REQUIREMENTS >>
Report every line of the records below that contains the word "body".

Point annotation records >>
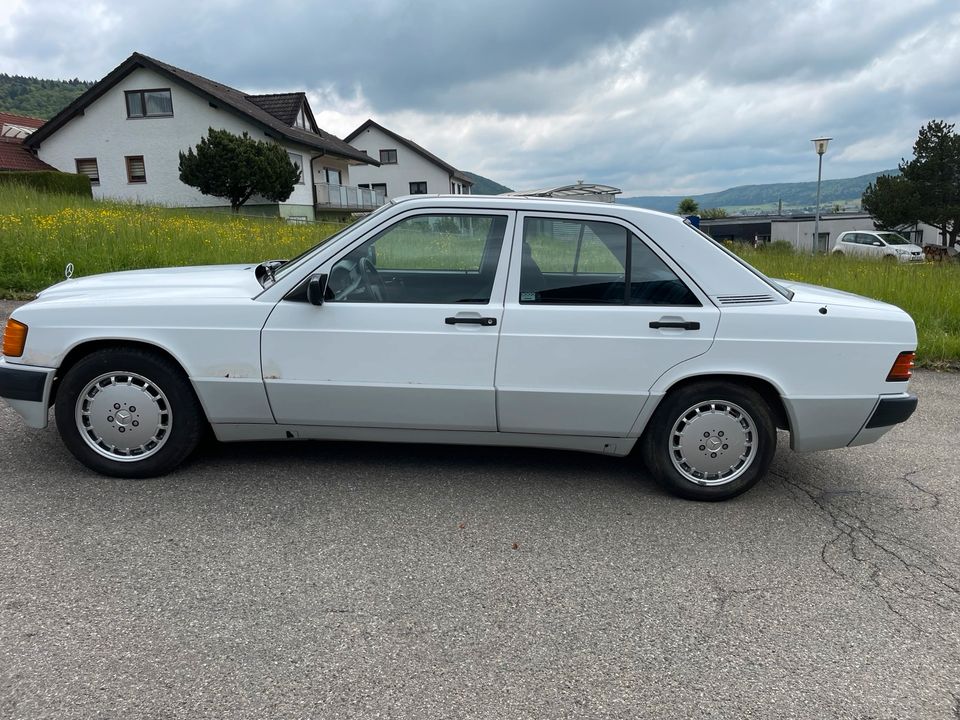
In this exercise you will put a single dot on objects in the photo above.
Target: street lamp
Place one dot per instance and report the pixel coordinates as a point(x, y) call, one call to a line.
point(820, 145)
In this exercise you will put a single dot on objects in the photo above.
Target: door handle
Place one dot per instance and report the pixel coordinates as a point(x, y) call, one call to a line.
point(486, 322)
point(680, 325)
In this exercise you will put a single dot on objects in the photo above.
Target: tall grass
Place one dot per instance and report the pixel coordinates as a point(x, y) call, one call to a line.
point(930, 292)
point(40, 234)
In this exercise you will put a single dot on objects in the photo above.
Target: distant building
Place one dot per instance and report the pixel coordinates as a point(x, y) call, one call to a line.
point(14, 129)
point(404, 168)
point(126, 133)
point(798, 230)
point(577, 191)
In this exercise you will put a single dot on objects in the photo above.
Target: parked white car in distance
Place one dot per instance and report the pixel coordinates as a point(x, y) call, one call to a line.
point(878, 244)
point(499, 321)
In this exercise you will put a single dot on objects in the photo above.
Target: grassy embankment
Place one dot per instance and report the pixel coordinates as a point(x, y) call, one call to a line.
point(40, 234)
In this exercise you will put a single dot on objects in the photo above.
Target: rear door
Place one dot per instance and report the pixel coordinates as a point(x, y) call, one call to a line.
point(593, 315)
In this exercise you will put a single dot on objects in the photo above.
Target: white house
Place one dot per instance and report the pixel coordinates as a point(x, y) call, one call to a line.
point(405, 168)
point(127, 131)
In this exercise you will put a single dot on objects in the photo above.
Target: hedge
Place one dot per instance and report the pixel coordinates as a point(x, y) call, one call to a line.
point(49, 181)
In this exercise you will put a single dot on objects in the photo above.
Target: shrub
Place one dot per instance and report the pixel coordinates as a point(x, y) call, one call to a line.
point(49, 181)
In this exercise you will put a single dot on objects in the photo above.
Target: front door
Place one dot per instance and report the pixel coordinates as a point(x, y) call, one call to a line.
point(593, 316)
point(407, 337)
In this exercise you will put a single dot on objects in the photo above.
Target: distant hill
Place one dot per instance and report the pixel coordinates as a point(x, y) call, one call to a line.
point(38, 98)
point(760, 198)
point(485, 186)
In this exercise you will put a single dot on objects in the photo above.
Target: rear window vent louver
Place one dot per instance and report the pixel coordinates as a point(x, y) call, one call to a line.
point(744, 299)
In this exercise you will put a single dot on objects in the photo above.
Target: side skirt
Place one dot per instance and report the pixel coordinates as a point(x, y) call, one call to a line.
point(235, 432)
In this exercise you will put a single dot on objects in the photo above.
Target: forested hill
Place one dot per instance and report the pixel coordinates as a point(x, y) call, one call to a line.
point(485, 186)
point(794, 195)
point(37, 98)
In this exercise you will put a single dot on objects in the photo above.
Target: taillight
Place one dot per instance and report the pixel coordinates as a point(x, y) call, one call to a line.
point(902, 367)
point(14, 338)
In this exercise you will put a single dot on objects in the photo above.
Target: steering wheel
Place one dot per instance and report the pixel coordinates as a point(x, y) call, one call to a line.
point(376, 288)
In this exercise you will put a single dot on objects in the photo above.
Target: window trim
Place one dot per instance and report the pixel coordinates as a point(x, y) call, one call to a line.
point(143, 101)
point(93, 181)
point(130, 178)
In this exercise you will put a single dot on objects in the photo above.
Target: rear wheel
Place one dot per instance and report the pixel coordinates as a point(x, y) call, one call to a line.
point(710, 441)
point(129, 413)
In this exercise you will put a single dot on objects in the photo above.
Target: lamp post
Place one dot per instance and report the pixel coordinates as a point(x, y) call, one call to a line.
point(820, 145)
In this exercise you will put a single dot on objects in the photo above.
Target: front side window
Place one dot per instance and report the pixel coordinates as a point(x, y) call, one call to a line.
point(136, 170)
point(149, 103)
point(88, 167)
point(585, 262)
point(440, 259)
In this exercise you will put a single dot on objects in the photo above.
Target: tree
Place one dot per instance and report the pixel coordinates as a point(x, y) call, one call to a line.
point(236, 167)
point(713, 213)
point(928, 188)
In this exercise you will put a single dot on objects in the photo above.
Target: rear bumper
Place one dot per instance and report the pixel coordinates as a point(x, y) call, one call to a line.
point(892, 411)
point(26, 389)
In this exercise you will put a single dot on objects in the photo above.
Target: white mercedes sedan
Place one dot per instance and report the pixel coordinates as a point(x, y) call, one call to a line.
point(468, 320)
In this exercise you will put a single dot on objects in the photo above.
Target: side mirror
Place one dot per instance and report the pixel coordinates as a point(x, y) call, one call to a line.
point(316, 289)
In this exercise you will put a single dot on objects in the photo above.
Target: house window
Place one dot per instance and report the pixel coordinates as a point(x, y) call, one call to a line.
point(298, 161)
point(136, 171)
point(149, 103)
point(88, 167)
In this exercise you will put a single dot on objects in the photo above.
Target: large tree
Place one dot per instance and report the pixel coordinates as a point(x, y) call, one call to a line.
point(236, 167)
point(928, 187)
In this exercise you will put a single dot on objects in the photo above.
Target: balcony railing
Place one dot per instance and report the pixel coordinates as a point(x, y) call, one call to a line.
point(331, 195)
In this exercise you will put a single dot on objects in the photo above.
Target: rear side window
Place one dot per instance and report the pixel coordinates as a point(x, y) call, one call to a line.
point(584, 262)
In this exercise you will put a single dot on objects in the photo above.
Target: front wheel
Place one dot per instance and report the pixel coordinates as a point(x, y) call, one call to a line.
point(710, 441)
point(128, 413)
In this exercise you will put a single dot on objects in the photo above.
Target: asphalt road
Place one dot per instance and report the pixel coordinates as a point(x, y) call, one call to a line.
point(316, 580)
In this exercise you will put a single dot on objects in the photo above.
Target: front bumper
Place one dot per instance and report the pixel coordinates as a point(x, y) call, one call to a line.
point(26, 388)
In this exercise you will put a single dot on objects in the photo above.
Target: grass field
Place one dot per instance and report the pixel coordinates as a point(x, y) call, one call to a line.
point(40, 234)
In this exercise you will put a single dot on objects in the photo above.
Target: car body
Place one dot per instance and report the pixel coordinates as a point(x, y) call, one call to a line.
point(878, 244)
point(469, 320)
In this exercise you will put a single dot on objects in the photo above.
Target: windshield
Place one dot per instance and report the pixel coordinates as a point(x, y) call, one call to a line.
point(894, 239)
point(294, 262)
point(788, 294)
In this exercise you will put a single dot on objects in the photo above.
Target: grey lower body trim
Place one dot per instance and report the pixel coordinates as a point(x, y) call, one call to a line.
point(33, 406)
point(235, 432)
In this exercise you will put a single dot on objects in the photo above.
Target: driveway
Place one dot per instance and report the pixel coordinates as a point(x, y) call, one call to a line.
point(334, 580)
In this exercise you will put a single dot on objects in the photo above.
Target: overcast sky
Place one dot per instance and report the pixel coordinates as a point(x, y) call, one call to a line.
point(653, 97)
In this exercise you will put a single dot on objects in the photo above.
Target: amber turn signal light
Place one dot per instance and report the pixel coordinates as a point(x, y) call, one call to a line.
point(902, 368)
point(14, 338)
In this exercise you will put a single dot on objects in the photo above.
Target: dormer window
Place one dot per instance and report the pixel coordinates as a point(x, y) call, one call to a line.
point(302, 121)
point(149, 103)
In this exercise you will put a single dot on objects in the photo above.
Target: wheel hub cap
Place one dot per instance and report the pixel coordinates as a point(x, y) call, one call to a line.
point(713, 442)
point(123, 416)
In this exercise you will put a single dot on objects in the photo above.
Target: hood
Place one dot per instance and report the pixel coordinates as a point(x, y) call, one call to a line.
point(207, 281)
point(817, 295)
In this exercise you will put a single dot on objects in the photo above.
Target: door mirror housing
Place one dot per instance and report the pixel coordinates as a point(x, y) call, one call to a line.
point(316, 289)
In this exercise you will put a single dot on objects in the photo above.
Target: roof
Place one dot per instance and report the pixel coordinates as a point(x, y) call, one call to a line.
point(456, 174)
point(21, 120)
point(232, 99)
point(14, 156)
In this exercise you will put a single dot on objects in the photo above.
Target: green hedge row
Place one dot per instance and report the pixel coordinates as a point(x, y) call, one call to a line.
point(49, 181)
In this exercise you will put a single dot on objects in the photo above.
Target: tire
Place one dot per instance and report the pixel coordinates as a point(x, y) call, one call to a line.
point(128, 413)
point(710, 441)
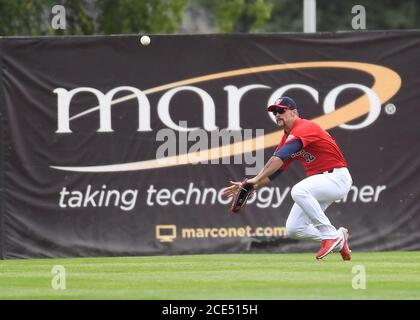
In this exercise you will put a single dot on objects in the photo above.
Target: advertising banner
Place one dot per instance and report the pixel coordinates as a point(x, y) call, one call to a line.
point(113, 148)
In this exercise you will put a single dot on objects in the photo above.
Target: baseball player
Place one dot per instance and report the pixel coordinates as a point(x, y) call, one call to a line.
point(328, 179)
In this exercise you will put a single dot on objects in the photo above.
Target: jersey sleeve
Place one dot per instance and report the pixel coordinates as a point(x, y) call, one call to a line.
point(307, 134)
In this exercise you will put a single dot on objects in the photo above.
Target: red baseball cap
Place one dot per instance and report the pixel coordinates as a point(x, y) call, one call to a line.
point(284, 103)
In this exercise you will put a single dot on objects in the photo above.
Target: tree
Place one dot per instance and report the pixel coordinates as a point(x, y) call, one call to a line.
point(239, 15)
point(33, 17)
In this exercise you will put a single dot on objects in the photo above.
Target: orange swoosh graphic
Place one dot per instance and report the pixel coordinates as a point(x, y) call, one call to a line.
point(386, 84)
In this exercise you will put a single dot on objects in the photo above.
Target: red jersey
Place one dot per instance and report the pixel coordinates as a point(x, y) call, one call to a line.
point(319, 151)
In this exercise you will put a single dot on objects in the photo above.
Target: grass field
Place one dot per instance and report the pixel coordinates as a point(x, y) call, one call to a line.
point(389, 275)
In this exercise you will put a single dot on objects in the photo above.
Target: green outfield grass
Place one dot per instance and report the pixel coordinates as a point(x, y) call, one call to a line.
point(389, 275)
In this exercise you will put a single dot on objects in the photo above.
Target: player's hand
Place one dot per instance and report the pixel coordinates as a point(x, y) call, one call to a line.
point(231, 190)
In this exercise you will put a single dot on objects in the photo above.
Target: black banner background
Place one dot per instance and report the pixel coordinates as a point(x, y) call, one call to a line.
point(384, 153)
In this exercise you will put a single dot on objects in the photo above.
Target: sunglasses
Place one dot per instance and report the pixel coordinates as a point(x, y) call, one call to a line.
point(279, 110)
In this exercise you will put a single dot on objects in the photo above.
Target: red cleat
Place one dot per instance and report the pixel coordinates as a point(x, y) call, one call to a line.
point(345, 251)
point(327, 245)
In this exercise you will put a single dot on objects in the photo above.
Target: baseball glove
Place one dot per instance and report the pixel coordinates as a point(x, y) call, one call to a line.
point(241, 196)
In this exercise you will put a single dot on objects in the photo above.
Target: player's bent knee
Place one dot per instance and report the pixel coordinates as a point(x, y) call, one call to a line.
point(298, 193)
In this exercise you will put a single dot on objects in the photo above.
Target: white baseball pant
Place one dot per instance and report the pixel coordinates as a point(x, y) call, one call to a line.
point(312, 195)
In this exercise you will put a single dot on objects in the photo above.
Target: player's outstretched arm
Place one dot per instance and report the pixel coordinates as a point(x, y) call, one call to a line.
point(272, 165)
point(234, 187)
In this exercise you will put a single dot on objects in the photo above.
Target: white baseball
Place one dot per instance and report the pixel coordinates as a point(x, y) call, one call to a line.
point(145, 40)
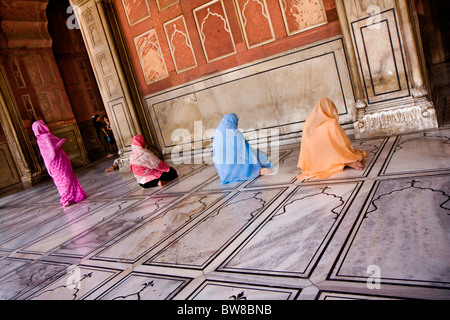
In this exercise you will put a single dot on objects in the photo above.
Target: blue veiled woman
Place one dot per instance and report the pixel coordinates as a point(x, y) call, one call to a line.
point(234, 158)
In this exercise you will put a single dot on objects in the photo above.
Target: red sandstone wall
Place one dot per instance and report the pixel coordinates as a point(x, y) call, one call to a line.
point(172, 42)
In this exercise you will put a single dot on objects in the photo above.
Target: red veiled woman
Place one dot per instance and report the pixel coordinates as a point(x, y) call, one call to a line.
point(148, 169)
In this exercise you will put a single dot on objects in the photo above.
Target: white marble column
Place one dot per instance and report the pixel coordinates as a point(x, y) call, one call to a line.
point(109, 71)
point(386, 68)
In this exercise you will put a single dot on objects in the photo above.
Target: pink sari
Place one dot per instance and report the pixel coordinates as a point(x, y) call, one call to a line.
point(144, 164)
point(58, 165)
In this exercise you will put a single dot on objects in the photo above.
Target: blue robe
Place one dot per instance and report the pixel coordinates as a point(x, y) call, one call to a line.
point(234, 158)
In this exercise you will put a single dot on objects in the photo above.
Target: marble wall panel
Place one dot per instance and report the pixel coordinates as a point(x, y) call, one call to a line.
point(136, 11)
point(255, 22)
point(314, 72)
point(403, 218)
point(300, 15)
point(381, 57)
point(214, 30)
point(150, 56)
point(180, 44)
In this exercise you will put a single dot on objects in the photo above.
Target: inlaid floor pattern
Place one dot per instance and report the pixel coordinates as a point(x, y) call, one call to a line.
point(380, 233)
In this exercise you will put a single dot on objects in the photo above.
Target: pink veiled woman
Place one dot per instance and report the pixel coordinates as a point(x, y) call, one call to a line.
point(58, 165)
point(146, 167)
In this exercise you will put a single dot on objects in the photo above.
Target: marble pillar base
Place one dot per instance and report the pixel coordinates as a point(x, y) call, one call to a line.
point(398, 117)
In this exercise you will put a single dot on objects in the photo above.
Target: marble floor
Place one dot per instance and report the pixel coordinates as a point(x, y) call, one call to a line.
point(380, 233)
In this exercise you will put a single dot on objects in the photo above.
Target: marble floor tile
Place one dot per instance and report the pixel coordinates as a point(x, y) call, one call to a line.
point(405, 218)
point(380, 233)
point(419, 152)
point(290, 242)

WRITTEN SOLUTION >>
Target: car body
Target: grey lower body trim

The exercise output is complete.